:: CHALLENGE A ::
In the post on data centers and federal energy data, revise the passage starting with "So 54 data centers" and going on through "look it up?", putting "replied" in place of "responded".

US Data Centers Wary of Sharing Energy Data With Feds
1sockchuck writes "The EPA has been seeking at least 100 data center operators willing to share data about their energy usage to help the government develop an Energy Star program for data centers. Thus far, only 54 data centers have signed up, which suggests that few data center operators are eager to tell the government exactly how much energy they are using. The EPA issued a report to Congress last year on data center power usage, and is already developing an Energy Star program to rate servers. Can a program designed to rank the energy efficiency of appliances and computer monitors be a useful tool in addressing the enormous energy consumption of data centers?"
So 54 data centers responded out of "over 100"? That seems pretty good to me. How many of the rest just didn't know how much energy they used, or couldn't be bothered to look it up?
Tic-Tac-Toe, Global Thermonuclear War, and relationships all have the same winning move.

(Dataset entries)
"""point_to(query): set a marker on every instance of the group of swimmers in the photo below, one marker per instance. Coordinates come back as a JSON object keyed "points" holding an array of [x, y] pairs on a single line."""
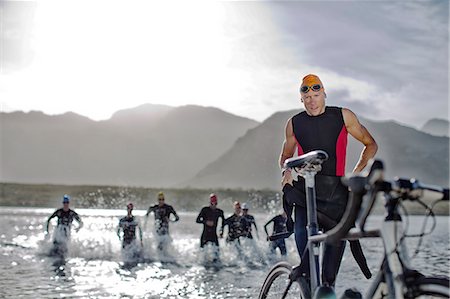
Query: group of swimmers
{"points": [[240, 224]]}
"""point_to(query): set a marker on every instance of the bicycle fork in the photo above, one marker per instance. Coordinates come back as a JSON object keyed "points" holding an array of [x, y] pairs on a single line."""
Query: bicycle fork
{"points": [[396, 254], [312, 228]]}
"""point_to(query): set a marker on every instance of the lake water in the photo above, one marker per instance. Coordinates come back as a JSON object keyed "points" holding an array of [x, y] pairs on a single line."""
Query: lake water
{"points": [[94, 266]]}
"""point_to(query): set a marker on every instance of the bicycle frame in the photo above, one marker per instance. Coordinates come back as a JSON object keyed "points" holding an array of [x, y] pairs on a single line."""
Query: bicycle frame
{"points": [[395, 257], [395, 260], [309, 173]]}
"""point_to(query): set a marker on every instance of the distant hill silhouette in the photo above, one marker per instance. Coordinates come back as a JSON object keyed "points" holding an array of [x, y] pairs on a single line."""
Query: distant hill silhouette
{"points": [[252, 161], [150, 145], [437, 127]]}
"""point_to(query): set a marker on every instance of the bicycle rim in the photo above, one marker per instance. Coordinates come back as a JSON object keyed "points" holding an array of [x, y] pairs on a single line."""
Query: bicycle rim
{"points": [[429, 287], [277, 284]]}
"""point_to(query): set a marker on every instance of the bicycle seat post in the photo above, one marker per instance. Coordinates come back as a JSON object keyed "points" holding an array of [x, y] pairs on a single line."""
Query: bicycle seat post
{"points": [[308, 173]]}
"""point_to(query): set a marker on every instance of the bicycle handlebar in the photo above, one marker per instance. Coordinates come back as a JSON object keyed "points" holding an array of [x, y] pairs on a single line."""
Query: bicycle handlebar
{"points": [[407, 188], [279, 236], [312, 158], [373, 183]]}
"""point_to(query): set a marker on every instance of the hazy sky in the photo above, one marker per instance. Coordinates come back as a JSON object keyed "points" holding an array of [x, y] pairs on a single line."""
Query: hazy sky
{"points": [[383, 60]]}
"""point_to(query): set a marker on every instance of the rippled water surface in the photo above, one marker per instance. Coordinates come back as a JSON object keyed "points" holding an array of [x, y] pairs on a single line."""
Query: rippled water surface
{"points": [[94, 267]]}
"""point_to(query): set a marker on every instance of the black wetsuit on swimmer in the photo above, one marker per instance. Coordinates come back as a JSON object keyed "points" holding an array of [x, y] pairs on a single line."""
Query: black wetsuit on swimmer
{"points": [[279, 226], [128, 225], [247, 225], [162, 216], [209, 234], [65, 219], [327, 132], [236, 225]]}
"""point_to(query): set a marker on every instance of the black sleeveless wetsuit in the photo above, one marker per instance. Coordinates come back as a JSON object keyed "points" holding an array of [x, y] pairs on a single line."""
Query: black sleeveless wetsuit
{"points": [[326, 132], [209, 233]]}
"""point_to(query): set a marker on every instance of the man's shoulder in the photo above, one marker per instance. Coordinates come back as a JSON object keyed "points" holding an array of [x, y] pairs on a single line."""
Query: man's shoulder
{"points": [[300, 114], [334, 109]]}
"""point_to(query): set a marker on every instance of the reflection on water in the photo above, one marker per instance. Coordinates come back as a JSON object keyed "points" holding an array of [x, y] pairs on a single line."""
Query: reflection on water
{"points": [[94, 266]]}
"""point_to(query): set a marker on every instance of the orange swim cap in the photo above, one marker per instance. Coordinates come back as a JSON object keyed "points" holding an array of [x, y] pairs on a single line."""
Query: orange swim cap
{"points": [[310, 80]]}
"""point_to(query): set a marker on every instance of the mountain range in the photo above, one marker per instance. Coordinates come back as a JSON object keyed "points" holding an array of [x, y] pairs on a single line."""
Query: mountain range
{"points": [[188, 146], [150, 145]]}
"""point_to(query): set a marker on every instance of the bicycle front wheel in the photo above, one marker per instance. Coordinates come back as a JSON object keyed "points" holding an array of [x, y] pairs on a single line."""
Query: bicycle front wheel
{"points": [[429, 287], [278, 284]]}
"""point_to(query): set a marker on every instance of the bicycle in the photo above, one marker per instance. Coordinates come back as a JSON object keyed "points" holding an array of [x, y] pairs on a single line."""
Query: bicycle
{"points": [[395, 278]]}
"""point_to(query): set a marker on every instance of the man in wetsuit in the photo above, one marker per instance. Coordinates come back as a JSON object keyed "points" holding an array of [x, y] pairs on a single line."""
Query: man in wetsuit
{"points": [[209, 217], [279, 226], [249, 221], [235, 225], [325, 128], [128, 225], [162, 213], [65, 218]]}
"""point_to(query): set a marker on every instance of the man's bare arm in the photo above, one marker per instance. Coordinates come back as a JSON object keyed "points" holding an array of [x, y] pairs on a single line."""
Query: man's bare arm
{"points": [[360, 133]]}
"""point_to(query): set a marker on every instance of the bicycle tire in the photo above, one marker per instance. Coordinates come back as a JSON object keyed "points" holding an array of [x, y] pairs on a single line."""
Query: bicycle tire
{"points": [[429, 287], [278, 283]]}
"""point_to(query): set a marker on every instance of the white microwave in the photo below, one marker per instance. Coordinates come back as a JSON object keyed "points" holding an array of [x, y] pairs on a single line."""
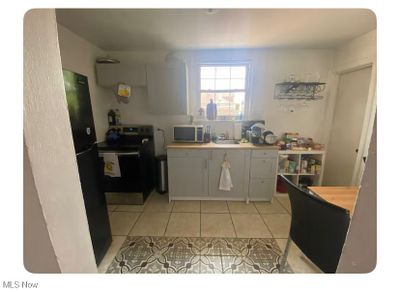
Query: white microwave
{"points": [[189, 133]]}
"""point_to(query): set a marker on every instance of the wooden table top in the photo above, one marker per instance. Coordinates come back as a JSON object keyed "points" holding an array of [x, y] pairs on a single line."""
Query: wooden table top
{"points": [[344, 197]]}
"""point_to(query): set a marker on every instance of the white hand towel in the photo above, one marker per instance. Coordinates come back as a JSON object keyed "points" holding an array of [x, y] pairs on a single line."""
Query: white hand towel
{"points": [[111, 165], [225, 181]]}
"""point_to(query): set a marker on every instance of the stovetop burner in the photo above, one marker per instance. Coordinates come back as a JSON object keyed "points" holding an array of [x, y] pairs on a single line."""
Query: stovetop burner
{"points": [[129, 137]]}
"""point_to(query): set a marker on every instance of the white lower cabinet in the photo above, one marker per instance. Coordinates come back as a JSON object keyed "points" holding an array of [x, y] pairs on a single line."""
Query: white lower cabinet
{"points": [[195, 174], [187, 173], [238, 172], [262, 175]]}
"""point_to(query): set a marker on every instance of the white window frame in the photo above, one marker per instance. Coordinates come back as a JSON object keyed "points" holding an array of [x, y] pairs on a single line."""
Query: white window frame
{"points": [[246, 86]]}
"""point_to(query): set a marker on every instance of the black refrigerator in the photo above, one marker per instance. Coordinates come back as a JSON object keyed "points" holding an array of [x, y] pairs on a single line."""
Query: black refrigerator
{"points": [[89, 164]]}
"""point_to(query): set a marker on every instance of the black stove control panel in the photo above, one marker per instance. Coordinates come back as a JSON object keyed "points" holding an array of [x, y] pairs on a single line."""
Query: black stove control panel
{"points": [[133, 130]]}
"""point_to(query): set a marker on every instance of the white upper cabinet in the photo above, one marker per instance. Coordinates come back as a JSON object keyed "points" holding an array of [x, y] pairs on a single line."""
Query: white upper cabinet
{"points": [[167, 88], [109, 75]]}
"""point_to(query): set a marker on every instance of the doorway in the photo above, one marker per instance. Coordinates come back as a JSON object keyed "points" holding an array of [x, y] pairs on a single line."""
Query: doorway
{"points": [[347, 127]]}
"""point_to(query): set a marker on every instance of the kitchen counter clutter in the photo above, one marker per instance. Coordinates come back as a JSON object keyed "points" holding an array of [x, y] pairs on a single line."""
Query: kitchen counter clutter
{"points": [[212, 145], [194, 171]]}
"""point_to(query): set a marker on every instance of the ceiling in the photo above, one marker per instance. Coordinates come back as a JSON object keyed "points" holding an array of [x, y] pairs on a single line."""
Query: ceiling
{"points": [[159, 29]]}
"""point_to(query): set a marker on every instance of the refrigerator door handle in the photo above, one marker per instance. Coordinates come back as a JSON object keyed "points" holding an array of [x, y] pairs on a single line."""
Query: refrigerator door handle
{"points": [[86, 150], [136, 153]]}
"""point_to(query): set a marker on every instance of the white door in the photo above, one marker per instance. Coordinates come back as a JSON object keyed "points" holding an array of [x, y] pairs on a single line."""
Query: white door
{"points": [[346, 127]]}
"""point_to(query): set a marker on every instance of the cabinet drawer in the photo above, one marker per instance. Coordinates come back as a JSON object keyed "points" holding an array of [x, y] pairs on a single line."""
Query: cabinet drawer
{"points": [[264, 153], [188, 153], [263, 168], [261, 189]]}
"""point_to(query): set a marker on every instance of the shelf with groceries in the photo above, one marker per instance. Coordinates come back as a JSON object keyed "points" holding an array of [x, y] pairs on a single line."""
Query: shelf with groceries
{"points": [[302, 167]]}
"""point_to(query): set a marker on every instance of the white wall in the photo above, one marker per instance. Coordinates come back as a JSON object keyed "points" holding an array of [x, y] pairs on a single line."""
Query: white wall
{"points": [[355, 54], [39, 255], [79, 55], [267, 68], [49, 145], [360, 249]]}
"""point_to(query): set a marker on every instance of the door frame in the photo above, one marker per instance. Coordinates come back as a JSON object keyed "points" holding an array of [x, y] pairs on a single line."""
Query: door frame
{"points": [[369, 117]]}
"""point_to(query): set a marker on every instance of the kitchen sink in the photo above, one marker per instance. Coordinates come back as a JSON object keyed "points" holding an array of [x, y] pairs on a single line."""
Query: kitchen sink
{"points": [[226, 142]]}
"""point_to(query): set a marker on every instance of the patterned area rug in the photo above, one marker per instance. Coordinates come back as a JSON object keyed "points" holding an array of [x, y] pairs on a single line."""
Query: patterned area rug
{"points": [[197, 255]]}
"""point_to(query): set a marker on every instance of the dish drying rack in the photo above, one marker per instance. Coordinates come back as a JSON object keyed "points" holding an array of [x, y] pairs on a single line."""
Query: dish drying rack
{"points": [[299, 90]]}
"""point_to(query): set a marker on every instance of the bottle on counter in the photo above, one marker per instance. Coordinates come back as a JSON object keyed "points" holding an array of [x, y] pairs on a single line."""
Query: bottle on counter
{"points": [[211, 111], [111, 118]]}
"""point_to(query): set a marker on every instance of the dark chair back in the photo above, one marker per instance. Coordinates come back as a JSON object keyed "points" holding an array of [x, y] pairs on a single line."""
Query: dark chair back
{"points": [[318, 227]]}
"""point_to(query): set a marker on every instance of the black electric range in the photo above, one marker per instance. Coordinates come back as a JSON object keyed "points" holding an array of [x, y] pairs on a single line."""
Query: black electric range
{"points": [[134, 150]]}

:: CHALLENGE B ::
Render the listing as a numbered list, starting with its first line and going on through the line with "Query: group of swimmers". Skip blank lines and leave the pictures out.

:: SOLUTION A ::
So 54 data centers replied out of "over 100"? That seems pretty good to me. How many of the rest just didn't know how much energy they used, or couldn't be bothered to look it up?

:: SOLUTION B ::
1. """point_to(query): set a marker on every instance of the group of swimmers in the photo below, one marker per instance. Coordinates come back as a JSON object keyed "points" holding an array of [x, y] pairs on a single line."""
2. Query: group of swimmers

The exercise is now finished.